DESCRIPTION OF THE TASK →
Reproduce the profile of rugby union player Will Matthews below in full, keeping every word, figure, and line break unchanged.

TEXT FOR ANALYSIS →
★ ★ ★ ★ ★ ★ ★

Will Matthews
- Born: Will Matthews 14 January 1985 (age 41) Oxford, Oxfordshire, England
- Height: 1.88 m (6 ft 2 in)
- Weight: 106 kg (234 lb)
- School: Millfield School

Rugby union career
- Current team: London Wasps

Senior career
- Years: Team / Apps / (Points)
- 2003–2005: Gloucester Rugby / 2 / (0)
- 2005–2008: Birmingham & Solihull R.F.C. / 61 / (30)
- 2008–2009: Blackheath F.C. / 15 / (10)
- 2009 –: London Wasps / 9 / (0)

International career
- Years: Team / Apps / (Points)
- 2005: England Sevens

= Will Matthews (rugby union) =

English rugby union player

Will Matthews (born 14 January 1985 in Oxford) is rugby union footballer, who plays at flanker or number eight for London Wasps. He previously played for Gloucester Rugby, Birmingham and Solihull R.F.C. and Blackheath F.C. He has also represented England Sevens, making his debut in 2005 in Singapore.

Matthews went to Millfield on a football scholarship, actually being on the books at Oxford United before taking up rugby. Spotted by an England coach doing a handling session at the school, he was promptly invited to Gloucester, where he was signed.

He posed in the 2006 Dieux du Stade calendar, organized by the Stade Français; one of only a few non-French players to do so.

Matthews trained with London Wasps during the 2008–2009 season whilst playing his 1st XV rugby at Blackheath.

In his debut season at Wasps, 2009–2010, he made 19 1st XV appearances.

During the first half of the 2010–2011 season Matthews has had to wait more patiently for first team experience, however was rewarded with starts against both Exeter Chiefs in the LV Cup in November and Newport Gwent Dragons in the Heineken Cup in late December. After recovering from injury he was handed his first Premiership start of the season versus London Irish in April.

As of May 2011 it was reported on the Wasps website that Matthews would be taking time out of the game as a result of a neck injury.

★ ★ ★ ★ ★ ★ ★

(Entries from a data collection)

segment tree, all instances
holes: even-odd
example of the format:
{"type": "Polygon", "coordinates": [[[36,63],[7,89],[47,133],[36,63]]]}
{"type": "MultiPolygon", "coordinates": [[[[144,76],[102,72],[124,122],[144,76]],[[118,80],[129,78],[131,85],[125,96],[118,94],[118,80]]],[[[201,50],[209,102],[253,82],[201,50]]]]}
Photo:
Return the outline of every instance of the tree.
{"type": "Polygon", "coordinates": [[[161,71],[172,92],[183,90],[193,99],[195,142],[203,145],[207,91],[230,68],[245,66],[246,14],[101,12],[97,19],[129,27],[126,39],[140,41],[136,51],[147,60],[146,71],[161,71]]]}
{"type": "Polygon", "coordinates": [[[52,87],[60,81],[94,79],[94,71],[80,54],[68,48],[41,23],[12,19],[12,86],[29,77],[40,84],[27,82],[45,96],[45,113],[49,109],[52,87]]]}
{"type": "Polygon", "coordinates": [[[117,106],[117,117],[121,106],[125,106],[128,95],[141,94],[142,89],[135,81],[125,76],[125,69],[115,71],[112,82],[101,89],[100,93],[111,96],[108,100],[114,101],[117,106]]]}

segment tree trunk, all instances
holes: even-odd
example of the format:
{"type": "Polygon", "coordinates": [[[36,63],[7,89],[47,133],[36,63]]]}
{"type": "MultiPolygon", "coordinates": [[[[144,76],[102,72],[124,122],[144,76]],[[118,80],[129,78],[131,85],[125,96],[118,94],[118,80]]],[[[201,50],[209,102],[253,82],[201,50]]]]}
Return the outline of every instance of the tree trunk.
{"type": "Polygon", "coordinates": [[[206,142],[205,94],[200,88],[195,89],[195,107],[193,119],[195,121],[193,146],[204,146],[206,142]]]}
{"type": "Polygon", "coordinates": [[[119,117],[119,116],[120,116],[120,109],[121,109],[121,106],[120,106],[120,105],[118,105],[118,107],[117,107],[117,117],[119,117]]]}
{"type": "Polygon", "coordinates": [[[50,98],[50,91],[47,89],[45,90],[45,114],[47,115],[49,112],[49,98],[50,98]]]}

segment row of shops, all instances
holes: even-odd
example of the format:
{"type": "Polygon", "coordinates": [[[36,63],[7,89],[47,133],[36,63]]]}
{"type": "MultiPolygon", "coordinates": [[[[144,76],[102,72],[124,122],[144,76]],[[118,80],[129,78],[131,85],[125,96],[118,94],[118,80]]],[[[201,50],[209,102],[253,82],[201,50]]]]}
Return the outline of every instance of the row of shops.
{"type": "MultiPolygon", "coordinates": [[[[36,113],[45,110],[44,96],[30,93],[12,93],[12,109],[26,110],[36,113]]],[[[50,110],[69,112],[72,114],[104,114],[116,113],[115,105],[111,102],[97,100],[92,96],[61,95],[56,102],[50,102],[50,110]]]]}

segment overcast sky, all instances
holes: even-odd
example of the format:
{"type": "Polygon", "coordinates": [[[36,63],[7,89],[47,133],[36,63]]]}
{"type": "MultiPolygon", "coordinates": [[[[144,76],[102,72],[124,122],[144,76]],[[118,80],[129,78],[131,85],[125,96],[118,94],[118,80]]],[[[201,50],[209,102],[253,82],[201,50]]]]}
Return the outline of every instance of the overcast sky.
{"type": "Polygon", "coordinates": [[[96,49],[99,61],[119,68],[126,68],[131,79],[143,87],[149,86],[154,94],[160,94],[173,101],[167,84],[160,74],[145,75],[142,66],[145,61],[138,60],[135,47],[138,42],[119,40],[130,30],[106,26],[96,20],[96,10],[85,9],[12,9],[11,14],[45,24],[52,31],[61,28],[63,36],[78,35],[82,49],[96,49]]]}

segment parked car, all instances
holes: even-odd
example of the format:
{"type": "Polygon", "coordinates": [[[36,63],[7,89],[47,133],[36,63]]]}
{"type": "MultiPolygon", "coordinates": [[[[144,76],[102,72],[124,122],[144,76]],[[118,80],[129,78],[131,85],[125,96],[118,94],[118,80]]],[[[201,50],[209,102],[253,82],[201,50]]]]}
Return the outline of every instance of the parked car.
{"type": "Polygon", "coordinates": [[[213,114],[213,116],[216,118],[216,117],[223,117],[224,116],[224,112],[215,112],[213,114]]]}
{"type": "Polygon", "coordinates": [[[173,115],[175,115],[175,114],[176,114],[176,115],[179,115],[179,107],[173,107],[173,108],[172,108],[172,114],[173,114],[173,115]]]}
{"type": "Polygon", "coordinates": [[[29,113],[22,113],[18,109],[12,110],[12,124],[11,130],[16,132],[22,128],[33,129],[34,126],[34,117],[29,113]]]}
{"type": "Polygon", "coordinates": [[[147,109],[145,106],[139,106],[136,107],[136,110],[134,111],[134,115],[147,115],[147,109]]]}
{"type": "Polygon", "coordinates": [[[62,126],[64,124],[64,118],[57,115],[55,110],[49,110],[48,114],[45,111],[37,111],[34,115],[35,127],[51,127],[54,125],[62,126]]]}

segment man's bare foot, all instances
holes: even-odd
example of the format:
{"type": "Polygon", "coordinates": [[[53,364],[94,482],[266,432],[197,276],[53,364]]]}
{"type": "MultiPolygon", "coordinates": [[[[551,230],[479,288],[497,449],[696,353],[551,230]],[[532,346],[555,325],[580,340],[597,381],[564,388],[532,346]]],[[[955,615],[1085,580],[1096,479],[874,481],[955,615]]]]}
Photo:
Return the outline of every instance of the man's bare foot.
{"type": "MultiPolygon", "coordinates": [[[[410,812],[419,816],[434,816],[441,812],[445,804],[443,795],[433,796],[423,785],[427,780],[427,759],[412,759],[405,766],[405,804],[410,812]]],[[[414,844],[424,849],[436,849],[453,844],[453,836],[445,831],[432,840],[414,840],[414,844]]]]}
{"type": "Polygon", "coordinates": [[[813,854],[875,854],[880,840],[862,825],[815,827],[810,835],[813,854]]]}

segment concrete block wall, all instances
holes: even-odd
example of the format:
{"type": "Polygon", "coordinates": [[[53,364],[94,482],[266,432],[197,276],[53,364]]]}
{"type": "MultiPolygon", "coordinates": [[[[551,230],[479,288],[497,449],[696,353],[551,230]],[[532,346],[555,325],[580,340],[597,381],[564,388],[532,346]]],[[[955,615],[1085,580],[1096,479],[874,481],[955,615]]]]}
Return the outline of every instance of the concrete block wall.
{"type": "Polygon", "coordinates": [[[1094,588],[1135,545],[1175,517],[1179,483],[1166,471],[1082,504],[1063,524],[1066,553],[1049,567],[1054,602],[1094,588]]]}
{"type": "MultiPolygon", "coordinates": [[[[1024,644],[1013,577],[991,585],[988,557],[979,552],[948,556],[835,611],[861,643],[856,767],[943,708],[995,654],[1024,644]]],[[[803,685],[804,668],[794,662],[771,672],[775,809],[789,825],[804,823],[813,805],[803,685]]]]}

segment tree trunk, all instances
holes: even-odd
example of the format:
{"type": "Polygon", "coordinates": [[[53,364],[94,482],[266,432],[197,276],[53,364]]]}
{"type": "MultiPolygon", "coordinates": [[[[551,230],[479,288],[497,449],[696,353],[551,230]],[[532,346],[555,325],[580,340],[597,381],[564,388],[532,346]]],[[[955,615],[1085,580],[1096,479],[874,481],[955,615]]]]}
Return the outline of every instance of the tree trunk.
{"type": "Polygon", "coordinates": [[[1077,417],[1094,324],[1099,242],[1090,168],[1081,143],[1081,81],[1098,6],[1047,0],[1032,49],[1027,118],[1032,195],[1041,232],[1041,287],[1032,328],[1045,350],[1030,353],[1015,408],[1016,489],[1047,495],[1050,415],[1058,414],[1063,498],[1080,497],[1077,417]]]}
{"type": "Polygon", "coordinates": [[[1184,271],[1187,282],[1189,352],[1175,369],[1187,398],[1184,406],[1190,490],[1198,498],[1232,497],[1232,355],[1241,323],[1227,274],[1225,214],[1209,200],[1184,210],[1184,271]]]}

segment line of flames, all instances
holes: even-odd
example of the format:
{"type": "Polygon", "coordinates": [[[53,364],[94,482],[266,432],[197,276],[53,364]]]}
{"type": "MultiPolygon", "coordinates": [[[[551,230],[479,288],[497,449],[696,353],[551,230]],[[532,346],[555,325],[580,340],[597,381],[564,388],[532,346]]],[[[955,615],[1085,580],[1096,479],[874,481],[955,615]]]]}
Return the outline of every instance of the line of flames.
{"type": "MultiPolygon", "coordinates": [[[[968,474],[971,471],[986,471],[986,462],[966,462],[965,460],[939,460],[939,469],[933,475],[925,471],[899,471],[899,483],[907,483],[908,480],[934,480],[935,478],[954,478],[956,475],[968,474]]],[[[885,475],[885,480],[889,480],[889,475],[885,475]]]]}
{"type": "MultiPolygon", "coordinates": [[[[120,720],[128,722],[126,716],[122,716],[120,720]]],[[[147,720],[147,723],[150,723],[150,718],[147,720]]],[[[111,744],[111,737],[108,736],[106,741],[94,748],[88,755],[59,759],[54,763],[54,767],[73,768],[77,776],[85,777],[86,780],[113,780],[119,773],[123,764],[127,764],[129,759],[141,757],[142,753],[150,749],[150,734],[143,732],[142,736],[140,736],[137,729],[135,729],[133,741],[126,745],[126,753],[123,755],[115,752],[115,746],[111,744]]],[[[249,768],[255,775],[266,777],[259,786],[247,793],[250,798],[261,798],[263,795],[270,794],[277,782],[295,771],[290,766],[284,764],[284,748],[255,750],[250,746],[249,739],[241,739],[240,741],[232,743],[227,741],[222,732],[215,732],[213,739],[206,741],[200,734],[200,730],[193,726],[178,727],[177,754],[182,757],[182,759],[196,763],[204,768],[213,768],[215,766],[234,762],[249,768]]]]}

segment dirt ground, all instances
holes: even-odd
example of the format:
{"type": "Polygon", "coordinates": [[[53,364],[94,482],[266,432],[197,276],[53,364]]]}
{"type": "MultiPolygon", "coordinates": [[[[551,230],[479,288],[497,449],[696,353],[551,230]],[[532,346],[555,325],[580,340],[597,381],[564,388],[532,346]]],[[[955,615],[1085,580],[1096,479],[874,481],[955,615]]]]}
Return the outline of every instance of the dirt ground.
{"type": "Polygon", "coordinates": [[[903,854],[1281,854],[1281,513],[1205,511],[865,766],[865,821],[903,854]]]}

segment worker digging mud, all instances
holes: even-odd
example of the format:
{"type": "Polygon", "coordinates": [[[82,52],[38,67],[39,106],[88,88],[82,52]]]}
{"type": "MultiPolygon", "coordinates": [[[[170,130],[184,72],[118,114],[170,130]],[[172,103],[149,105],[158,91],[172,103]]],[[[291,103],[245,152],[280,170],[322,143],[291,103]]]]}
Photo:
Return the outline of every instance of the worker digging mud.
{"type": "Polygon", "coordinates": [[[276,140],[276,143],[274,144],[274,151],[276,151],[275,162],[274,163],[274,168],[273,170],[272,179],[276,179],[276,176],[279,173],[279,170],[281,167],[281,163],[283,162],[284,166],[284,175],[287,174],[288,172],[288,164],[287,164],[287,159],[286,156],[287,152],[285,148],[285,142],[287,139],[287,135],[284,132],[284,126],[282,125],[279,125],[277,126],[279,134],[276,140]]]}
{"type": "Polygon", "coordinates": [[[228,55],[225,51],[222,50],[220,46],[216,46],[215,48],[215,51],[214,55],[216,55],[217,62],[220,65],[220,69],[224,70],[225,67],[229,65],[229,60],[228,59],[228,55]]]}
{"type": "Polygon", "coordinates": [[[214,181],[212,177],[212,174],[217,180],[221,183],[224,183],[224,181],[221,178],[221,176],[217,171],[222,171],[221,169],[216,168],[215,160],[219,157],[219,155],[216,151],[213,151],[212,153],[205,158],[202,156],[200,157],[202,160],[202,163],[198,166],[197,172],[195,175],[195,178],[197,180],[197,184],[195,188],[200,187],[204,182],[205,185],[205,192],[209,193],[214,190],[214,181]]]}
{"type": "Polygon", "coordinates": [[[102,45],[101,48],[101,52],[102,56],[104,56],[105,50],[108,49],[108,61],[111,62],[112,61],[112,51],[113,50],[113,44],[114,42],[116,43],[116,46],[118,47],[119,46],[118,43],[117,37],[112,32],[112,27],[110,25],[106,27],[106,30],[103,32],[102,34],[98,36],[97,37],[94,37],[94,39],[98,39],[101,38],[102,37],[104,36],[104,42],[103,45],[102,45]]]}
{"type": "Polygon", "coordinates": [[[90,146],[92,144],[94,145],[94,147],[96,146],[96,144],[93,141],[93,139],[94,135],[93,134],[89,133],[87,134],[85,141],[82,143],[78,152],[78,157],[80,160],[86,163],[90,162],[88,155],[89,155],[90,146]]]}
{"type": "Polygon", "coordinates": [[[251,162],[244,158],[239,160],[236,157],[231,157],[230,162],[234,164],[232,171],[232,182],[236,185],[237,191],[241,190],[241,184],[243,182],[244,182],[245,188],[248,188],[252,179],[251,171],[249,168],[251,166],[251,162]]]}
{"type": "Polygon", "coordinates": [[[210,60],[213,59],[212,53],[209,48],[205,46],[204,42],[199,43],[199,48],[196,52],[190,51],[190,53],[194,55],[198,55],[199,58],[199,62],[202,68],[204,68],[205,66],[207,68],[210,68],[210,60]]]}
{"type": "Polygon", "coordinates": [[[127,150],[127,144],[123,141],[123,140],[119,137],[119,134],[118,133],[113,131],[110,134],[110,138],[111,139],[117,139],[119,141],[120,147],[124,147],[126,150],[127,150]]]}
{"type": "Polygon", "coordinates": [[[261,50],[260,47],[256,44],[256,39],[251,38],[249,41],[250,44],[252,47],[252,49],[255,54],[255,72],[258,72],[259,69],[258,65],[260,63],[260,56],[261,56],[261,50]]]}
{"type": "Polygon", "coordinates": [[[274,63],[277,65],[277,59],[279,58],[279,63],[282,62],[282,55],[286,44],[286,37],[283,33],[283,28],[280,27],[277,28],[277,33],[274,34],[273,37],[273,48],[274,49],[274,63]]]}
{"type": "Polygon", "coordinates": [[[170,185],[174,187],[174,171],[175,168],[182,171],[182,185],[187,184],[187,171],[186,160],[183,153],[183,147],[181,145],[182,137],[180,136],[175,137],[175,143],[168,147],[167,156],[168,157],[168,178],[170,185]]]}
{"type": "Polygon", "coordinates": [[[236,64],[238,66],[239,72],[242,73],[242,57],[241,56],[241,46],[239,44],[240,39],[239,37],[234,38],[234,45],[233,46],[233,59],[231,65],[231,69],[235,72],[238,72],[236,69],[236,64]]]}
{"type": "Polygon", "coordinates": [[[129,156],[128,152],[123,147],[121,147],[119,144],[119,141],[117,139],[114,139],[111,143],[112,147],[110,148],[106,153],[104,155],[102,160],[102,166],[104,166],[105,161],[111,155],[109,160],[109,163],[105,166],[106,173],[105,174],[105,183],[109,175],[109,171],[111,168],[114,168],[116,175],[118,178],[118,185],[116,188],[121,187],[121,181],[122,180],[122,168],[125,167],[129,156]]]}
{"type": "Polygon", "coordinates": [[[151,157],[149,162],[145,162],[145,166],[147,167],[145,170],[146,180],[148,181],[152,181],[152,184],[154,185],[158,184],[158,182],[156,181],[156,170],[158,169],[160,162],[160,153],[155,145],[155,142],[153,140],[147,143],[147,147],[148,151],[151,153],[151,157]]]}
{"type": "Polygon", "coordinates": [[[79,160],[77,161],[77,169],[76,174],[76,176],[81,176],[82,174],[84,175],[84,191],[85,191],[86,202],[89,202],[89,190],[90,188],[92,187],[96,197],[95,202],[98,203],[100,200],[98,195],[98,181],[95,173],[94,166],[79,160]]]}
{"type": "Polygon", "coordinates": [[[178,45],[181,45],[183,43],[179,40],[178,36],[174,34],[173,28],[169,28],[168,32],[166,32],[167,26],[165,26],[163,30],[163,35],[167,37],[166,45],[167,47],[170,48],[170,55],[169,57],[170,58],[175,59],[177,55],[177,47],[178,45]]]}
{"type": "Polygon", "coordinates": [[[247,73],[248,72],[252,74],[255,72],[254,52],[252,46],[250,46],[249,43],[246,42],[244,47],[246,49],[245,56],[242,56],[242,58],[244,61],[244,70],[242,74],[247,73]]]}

★ ★ ★ ★ ★ ★ ★

SOLUTION FOR THIS PROBLEM →
Will Matthews
- Born: Will Matthews 14 January 1985 (age 41) Oxford, Oxfordshire, England
- Height: 1.88 m (6 ft 2 in)
- Weight: 106 kg (234 lb)
- School: Millfield School

Rugby union career
- Current team: London Wasps

Senior career
- Years: Team / Apps / (Points)
- 2003–2005: Gloucester Rugby / 2 / (0)
- 2005–2008: Birmingham & Solihull R.F.C. / 61 / (30)
- 2008–2009: Blackheath F.C. / 15 / (10)
- 2009 –: London Wasps / 9 / (0)

International career
- Years: Team / Apps / (Points)
- 2005: England Sevens

= Will Matthews (rugby union) =

English rugby union player

Will Matthews (born 14 January 1985 in Oxford) is rugby union footballer, who plays at flanker or number eight for London Wasps. He previously played for Gloucester Rugby, Birmingham and Solihull R.F.C. and Blackheath F.C. He has also represented England Sevens, making his debut in 2005 in Singapore.

Matthews went to Millfield on a football scholarship, actually being on the books at Oxford United before taking up rugby. Spotted by an England coach doing a handling session at the school, he was promptly invited to Gloucester, where he was signed.

He posed in the 2006 Dieux du Stade calendar, organized by the Stade Français; one of only a few non-French players to do so.

Matthews trained with London Wasps during the 2008–2009 season whilst playing his 1st XV rugby at Blackheath.

In his debut season at Wasps, 2009–2010, he made 19 1st XV appearances.

During the first half of the 2010–2011 season Matthews has had to wait more patiently for first team experience, however was rewarded with starts against both Exeter Chiefs in the LV Cup in November and Newport Gwent Dragons in the Heineken Cup in late December. After recovering from injury he was handed his first Premiership start of the season versus London Irish in April.

As of May 2011 it was reported on the Wasps website that Matthews would be taking time out of the game as a result of a neck injury.